Ook Travelbase timmert hard aan de weg, hoewel deze Belgisch-Nederlandse organisatie zich niet echt richt op pakketreizen. De visie van Travelbase richt zich op actieve reizen waar natuur hoog in het vaandel staat. Dit vertaalt zich in een aanbod van reizen gericht op hiking, kanoën, roadtrips, rafting en zogenaamde micro-avonturen waar je bijvoorbeeld een weekend gaat packraften in de Ardennen. Meer nog dan bij andere organisaties richt men zich op (jonge) twintigers en dertigers, hoewel er ook sporadisch mensen boven deze leeftijdscategorie meegaan. Reizen betekent back to the basics met overnachtingen in een tentje en wat minder comfort. Dit drukt ook de prijs, want die behoort tot de goedkoopste op de Belgische en Nederlandse markt. Zelf heb ik twee deelgenomen aan twee trails: die in Jordanië en IJsland en daar ben ik erg over te spreken. 

De gebaande paden verlaten
Opvallend is dat in het laatste decennium er een aantal Belgische bedrijven zijn opgericht die zich richten op actievelingen in niet zo evidente bestemmingen. Een aantal daarvan zijn Offtrack en The Wildlinger. Offtrack specialiseert zich in voornamelijk wandelreizen naar bestemmingen die andere organisaties vaak overslaan zoals Saudi-Arabië, Pakistan, Tasmanië en anderen. Het is duidelijk dat deze organisatie mikt op een unserved audience dat niet op zoek is naar een traditionele reisbestemming. Omdat deze bestemmingen buiten de gebaande paden liggen, zijn prijzen ook navenant en vrij duur. The Wildlinger heeft dit ook als levensvisie, maar biedt naast trekkings ook andere reisvormen aan zoals beklimmingen, expedities, mountainbiking, surfen en zelfs survivaltochten. Het moge dus wel duidelijk zijn dat dit een nichespeler is. Net zoals bij Offtrack geldt dat de prijs daarom wat hoger ligt omdat het organiseren naar niet zo evidente bestemmingen nu eenmaal meer geld kost.

------------------------------------------------------------

Vragen:
- a) Schrijf uit de tekst over reisorganisaties het stuk van "Ook Travelbase timmert" tot en met "over te spreken." letterlijk over.
- b) Op welke leeftijdsgroep richt Travelbase zich volgens de tekst over reisorganisaties vooral?
- c) Zet de tekst over reisorganisaties voort na de laatste zin.

Datasetitems:

------------------------------------------------------------

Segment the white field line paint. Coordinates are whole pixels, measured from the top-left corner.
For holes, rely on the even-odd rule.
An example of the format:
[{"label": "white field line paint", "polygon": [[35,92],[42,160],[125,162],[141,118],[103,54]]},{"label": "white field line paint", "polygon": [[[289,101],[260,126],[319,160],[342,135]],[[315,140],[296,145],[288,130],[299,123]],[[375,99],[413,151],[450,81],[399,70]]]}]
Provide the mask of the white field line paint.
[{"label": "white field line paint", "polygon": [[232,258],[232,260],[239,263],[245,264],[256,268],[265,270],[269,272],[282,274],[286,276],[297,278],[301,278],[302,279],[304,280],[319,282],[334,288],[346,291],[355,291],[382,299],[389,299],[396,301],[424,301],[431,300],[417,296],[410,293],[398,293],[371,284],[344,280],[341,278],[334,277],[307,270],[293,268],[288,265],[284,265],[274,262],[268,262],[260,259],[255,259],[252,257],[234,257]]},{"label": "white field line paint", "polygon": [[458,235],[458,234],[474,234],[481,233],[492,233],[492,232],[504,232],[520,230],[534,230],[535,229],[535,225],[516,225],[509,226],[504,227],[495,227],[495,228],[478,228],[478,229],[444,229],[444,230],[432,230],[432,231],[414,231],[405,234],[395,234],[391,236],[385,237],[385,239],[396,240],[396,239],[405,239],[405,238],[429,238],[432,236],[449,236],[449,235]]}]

------------------------------------------------------------

Verwachte resultaten:
- a)
Ook Travelbase timmert hard aan de weg, hoewel deze Belgisch-Nederlandse organisatie zich niet echt richt op pakketreizen. De visie van Travelbase richt zich op actieve reizen waar natuur hoog in het vaandel staat. Dit vertaalt zich in een aanbod van reizen gericht op hiking, kanoën, roadtrips, rafting en zogenaamde micro-avonturen waar je bijvoorbeeld een weekend gaat packraften in de Ardennen. Meer nog dan bij andere organisaties richt men zich op (jonge) twintigers en dertigers, hoewel er ook sporadisch mensen boven deze leeftijdscategorie meegaan. Reizen betekent back to the basics met overnachtingen in een tentje en wat minder comfort. Dit drukt ook de prijs, want die behoort tot de goedkoopste op de Belgische en Nederlandse markt. Zelf heb ik twee deelgenomen aan twee trails: die in Jordanië en IJsland en daar ben ik erg over te spreken.

- b) Op (jonge) twintigers en dertigers.

- c)
Ook in Nederland zijn er gespecialiseerde reisorganisaties. Een vrij grote organisatie in Nederland is SNP en zij zijn gericht op wandel- en fietsvakanties. De echt zware trekkings inclusief ontberingen die Offtrack en The Wildlinger wel aanbieden, hebben ze niet, maar toch beschikt SNP over een erg groot aanbod van bestemmingen. Omdat dit meer geënt is op volume kunnen er schaalvoordelen worden gehanteerd waardoor de prijs wat lager ligt, maar het deelnemersveld is dan logischerwijze ook groter. Een andere Nederlandse organisatie richt zich meer internationaal en dat is de online operator Bookatrekking en zoals de naam doet vermoeden richten ze zich op wandelvakanties en trekkings. Zij treden op als tussenpersoon en werken samen met lokale bedrijfjes als je in groep wil reizen of je kan er natuurlijk alleen op uit. Ik heb hen gebruikt om de Alta Via I te hiken zodat ik zelf geen accommodaties moet boeken. Ik kreeg ook een klein draaiboek, maar daar stopte de hulp zowat. Aangezien hun routes en zelfs accommodaties op hun website staan, kan je dit dus allemaal zelf boeken. Gezien de premie van ruim dertig procent die ze vragen, is dat voor de budgetbewuste hiker erg interessant om dat zelf te doen.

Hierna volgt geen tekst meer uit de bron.